DESCRIPTION OF THE TASK: Copy task for the material below: print the line with "Target: window tracery" and every line after it to the end, exactly as written, without the pictures.

DATA IN THIS EXERCISE:
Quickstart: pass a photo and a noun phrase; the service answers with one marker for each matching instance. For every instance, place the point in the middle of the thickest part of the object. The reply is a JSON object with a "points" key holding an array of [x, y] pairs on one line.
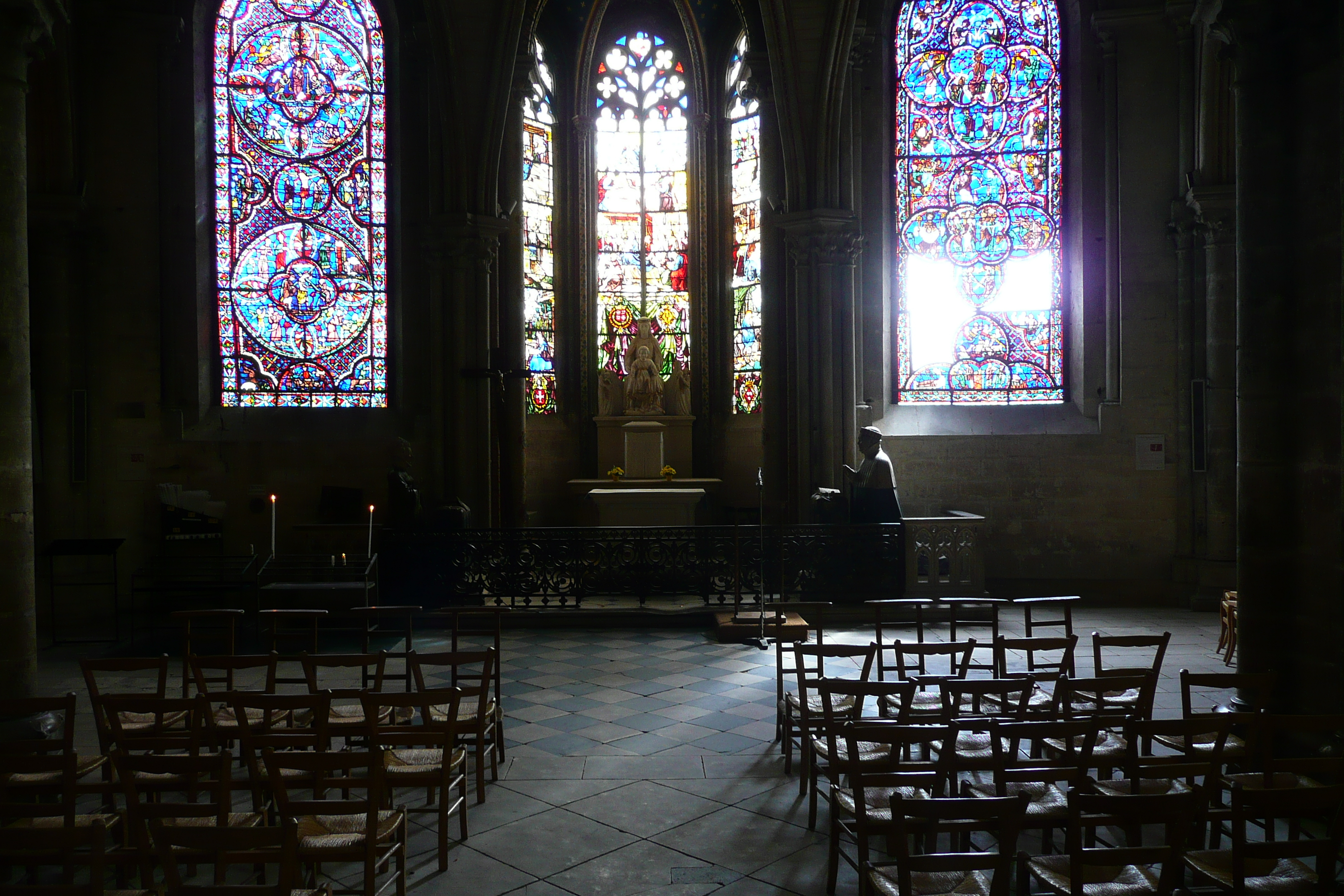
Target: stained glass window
{"points": [[538, 246], [300, 203], [745, 116], [977, 203], [641, 199]]}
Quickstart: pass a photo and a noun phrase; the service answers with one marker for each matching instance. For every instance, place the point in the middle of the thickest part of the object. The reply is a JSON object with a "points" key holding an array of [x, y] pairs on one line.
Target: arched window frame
{"points": [[1059, 342], [362, 193], [744, 160]]}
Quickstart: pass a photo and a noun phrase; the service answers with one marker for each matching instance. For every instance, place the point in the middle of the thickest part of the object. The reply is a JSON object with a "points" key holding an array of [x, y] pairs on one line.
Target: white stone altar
{"points": [[646, 507]]}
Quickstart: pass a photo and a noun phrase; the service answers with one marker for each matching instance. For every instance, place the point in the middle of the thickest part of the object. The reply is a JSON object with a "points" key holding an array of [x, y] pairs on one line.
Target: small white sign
{"points": [[1151, 452]]}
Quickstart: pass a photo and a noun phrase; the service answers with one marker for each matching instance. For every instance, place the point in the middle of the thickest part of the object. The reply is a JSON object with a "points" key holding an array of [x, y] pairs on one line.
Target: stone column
{"points": [[820, 351], [23, 25]]}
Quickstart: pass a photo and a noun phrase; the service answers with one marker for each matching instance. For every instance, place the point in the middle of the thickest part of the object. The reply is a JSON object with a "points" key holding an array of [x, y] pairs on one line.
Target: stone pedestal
{"points": [[677, 443], [643, 449], [647, 507]]}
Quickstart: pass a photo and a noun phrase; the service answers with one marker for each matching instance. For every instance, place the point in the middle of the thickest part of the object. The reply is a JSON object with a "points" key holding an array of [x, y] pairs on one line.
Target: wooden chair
{"points": [[1087, 699], [1042, 784], [843, 703], [913, 663], [476, 713], [292, 633], [341, 831], [218, 626], [1131, 870], [1258, 687], [814, 614], [224, 847], [147, 779], [216, 677], [1276, 867], [373, 622], [495, 626], [53, 781], [1065, 605], [912, 764], [120, 667], [1227, 625], [70, 850], [957, 871], [803, 707], [1138, 702], [347, 720], [425, 756], [268, 720]]}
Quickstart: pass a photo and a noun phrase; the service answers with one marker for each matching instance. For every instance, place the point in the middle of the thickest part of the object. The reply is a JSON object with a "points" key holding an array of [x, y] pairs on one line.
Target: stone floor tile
{"points": [[737, 839], [549, 843], [628, 871], [644, 808], [644, 768], [564, 790], [549, 768]]}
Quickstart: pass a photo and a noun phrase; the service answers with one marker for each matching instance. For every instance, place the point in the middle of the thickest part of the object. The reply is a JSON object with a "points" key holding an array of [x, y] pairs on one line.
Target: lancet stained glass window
{"points": [[641, 199], [977, 199], [745, 116], [300, 203], [538, 244]]}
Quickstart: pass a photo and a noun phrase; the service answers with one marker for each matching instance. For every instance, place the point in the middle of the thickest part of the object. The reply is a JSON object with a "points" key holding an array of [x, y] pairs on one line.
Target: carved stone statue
{"points": [[643, 386], [679, 393], [609, 394]]}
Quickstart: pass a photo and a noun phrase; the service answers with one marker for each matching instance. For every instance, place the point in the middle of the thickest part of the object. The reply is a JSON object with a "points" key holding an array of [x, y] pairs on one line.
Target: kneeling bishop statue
{"points": [[874, 484]]}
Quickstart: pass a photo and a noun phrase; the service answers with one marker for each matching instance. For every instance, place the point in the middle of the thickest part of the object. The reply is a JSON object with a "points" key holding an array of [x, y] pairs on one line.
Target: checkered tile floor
{"points": [[643, 762]]}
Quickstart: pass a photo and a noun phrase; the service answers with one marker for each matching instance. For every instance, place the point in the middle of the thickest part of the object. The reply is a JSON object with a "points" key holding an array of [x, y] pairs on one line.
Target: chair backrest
{"points": [[1190, 764], [322, 773], [999, 817], [913, 757], [225, 847], [1132, 645], [217, 674], [469, 671], [437, 710], [122, 667], [66, 848], [315, 664], [913, 659], [1018, 750], [1263, 807], [143, 723], [1058, 660], [1256, 685], [1130, 813], [985, 697], [1088, 696]]}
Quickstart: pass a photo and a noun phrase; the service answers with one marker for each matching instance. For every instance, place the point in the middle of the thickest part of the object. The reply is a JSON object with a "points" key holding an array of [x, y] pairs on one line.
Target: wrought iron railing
{"points": [[545, 568]]}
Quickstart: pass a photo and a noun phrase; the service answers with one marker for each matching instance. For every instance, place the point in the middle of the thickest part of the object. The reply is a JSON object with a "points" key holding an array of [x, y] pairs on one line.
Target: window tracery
{"points": [[977, 199], [643, 225], [300, 203]]}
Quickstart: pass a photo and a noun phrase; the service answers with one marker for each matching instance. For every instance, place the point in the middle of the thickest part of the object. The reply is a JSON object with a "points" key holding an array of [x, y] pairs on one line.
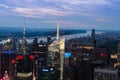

SOLUTION TO THIS PROBLEM:
Target: window tracery
{"points": [[977, 199], [643, 225], [300, 203]]}
Quickstart: pass a photo and a noun phrase; the service answers with one marker for each matching instance. For every instance, place the point in the middle of the thickest part of the object. The reply is a JSON object with a "points" key holding an array of [x, y] pairs on one line.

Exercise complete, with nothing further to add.